■ What is expected
Extract every one of the rows below verbatim, without changing a character.

### Dataset records ###

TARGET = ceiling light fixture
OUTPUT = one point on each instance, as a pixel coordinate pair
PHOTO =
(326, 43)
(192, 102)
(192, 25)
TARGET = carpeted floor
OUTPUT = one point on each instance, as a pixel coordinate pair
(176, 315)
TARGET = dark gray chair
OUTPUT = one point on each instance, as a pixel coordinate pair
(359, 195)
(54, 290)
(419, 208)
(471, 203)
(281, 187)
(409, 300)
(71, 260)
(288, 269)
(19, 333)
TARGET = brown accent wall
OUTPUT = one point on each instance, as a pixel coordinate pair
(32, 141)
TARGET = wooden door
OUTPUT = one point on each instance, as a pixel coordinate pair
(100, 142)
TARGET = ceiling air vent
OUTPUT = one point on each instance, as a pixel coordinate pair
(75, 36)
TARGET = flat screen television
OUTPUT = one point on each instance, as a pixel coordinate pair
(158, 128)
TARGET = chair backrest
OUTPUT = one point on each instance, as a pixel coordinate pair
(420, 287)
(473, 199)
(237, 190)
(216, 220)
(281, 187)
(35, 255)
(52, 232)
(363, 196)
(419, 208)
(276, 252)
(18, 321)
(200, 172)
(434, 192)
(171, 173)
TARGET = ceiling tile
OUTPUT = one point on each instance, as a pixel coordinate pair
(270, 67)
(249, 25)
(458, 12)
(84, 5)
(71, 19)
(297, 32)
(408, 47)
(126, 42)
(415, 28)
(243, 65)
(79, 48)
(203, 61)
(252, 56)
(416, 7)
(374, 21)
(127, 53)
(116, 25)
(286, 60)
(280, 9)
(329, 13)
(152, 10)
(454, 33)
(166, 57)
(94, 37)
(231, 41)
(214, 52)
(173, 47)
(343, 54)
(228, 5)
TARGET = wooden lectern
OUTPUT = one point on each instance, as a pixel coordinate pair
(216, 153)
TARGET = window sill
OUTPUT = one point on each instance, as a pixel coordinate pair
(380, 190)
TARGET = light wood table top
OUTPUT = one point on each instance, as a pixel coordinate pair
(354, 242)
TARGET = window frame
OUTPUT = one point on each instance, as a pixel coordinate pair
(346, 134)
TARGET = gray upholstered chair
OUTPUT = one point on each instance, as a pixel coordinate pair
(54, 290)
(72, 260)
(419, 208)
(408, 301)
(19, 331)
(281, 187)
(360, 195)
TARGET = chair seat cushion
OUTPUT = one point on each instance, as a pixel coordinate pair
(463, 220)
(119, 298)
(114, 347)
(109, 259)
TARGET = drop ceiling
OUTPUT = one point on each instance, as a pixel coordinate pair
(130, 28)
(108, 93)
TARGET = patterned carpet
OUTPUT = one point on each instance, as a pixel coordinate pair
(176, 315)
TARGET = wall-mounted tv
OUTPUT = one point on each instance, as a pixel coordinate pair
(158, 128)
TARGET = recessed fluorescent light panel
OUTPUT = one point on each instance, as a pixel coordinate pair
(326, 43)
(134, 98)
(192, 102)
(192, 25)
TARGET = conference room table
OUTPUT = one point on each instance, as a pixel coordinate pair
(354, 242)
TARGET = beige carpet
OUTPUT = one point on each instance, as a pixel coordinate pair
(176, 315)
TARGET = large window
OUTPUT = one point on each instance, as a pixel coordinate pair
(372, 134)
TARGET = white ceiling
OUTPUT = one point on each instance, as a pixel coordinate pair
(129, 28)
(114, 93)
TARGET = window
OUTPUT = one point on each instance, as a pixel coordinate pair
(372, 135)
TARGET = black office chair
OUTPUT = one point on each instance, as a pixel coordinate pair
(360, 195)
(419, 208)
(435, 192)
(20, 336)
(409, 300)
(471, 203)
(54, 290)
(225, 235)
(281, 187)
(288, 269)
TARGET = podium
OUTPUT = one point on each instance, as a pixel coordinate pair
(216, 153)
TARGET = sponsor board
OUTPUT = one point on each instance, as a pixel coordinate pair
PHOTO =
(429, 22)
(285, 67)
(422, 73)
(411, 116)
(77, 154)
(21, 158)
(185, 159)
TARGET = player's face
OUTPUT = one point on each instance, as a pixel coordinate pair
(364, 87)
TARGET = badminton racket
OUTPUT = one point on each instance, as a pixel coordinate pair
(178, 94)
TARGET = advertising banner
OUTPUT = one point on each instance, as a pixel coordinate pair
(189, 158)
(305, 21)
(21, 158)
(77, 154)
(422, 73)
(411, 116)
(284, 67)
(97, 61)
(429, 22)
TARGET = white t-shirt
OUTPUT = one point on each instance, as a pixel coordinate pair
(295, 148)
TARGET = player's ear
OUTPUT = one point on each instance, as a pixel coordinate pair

###

■ Task response
TARGET = ceiling light fixture
OUTPUT = one point on each instance, as a pixel coordinate pair
PHOTO =
(326, 43)
(192, 102)
(192, 25)
TARGET = carpeted floor
OUTPUT = one point on each instance, as a pixel coordinate pair
(176, 315)
TARGET = dark gray chair
OUTPUT = one point on each instance, as a pixel coordinate pair
(359, 195)
(54, 290)
(419, 208)
(471, 203)
(281, 187)
(409, 300)
(71, 260)
(288, 269)
(19, 333)
TARGET = brown accent wall
OUTPUT = one point on each instance, as a pixel coordinate pair
(32, 141)
TARGET = wooden door
OUTPUT = one point on each instance, as a pixel coordinate pair
(100, 142)
TARGET = ceiling air vent
OUTPUT = one point on each instance, as a pixel coordinate pair
(75, 36)
TARGET = flat screen television
OUTPUT = one point on each instance, as a pixel coordinate pair
(158, 128)
TARGET = chair backrest
OUTPUT = one point on each instance, as a pixel coordinate pair
(420, 287)
(473, 199)
(237, 190)
(216, 220)
(281, 187)
(35, 255)
(52, 232)
(363, 196)
(419, 208)
(276, 252)
(18, 321)
(200, 172)
(434, 192)
(171, 173)
TARGET = ceiling tile
OUTPUT = one point on each instance, as a pixel coordinate pair
(270, 67)
(249, 25)
(458, 12)
(84, 5)
(71, 19)
(297, 32)
(408, 47)
(126, 42)
(415, 28)
(243, 65)
(79, 48)
(203, 61)
(252, 56)
(416, 7)
(374, 21)
(127, 53)
(116, 25)
(286, 60)
(280, 9)
(329, 13)
(152, 10)
(454, 33)
(166, 57)
(94, 37)
(231, 41)
(214, 52)
(173, 47)
(343, 54)
(228, 5)
TARGET = wooden lectern
OUTPUT = one point on each instance, as a pixel coordinate pair
(216, 153)
TARGET = window sill
OUTPUT = one point on each instance, as a pixel coordinate pair
(380, 190)
TARGET = light wood table top
OUTPUT = one point on each instance, as a pixel coordinate pair
(354, 242)
TARGET = window frame
OUTPUT = one point on each instance, as a pixel coordinate pair
(346, 134)
TARGET = gray upholstered chair
OUTPUT = one point on each instance, as a pixel coordinate pair
(54, 290)
(72, 260)
(419, 208)
(408, 301)
(19, 331)
(281, 187)
(360, 195)
TARGET = chair seat cushion
OUTPUT = one point on each instance, as a pixel coordinate pair
(463, 220)
(119, 298)
(114, 347)
(109, 259)
TARGET = drop ceiling
OUTPUT = one point on each instance, as a pixel coordinate pair
(130, 28)
(108, 93)
TARGET = patterned carpet
OUTPUT = one point on each instance, as a pixel coordinate pair
(176, 315)
TARGET = wall-mounted tv
OUTPUT = one point on each instance, as a pixel coordinate pair
(158, 128)
TARGET = recessed fluorescent light panel
OUTPUT = one point on each instance, as a pixel coordinate pair
(326, 43)
(134, 98)
(192, 102)
(192, 25)
TARGET = conference room table
OUTPUT = one point on each instance, as a pixel coordinate pair
(354, 242)
TARGET = beige carpet
OUTPUT = one point on each instance, as a pixel coordinate pair
(176, 315)
TARGET = large window
OUTPUT = one point on each instance, as a pixel coordinate pair
(372, 134)
TARGET = white ceiling
OUTPUT = one point on each instance, as a pixel coordinate pair
(129, 28)
(114, 93)
TARGET = window
OUTPUT = one point on each instance, as a pixel coordinate pair
(372, 135)
TARGET = black office chair
OUTPUT = one point on each instance, as a pixel coordinate pair
(360, 195)
(419, 208)
(435, 192)
(20, 336)
(409, 300)
(471, 203)
(54, 290)
(225, 235)
(281, 187)
(288, 269)
TARGET = podium
OUTPUT = one point on each instance, as a pixel coordinate pair
(216, 153)
TARGET = sponsor board
OUTPUT = one point on each instance, as a pixel coordinate pair
PHOTO =
(429, 22)
(285, 67)
(422, 73)
(411, 116)
(77, 154)
(21, 158)
(185, 159)
TARGET = player's face
OUTPUT = one point on each instance, as a pixel coordinate pair
(364, 87)
TARGET = badminton racket
OUTPUT = one point on each instance, as a pixel coordinate pair
(178, 94)
TARGET = advertising banner
OUTPUT = one point on each instance, as a pixel coordinate pair
(189, 158)
(305, 21)
(21, 158)
(77, 154)
(422, 73)
(411, 116)
(284, 67)
(97, 61)
(429, 22)
TARGET = white t-shirt
OUTPUT = one point on each instance, as a pixel coordinate pair
(295, 148)
TARGET = player's ear
OUTPUT = one point on each instance, as a pixel coordinate pair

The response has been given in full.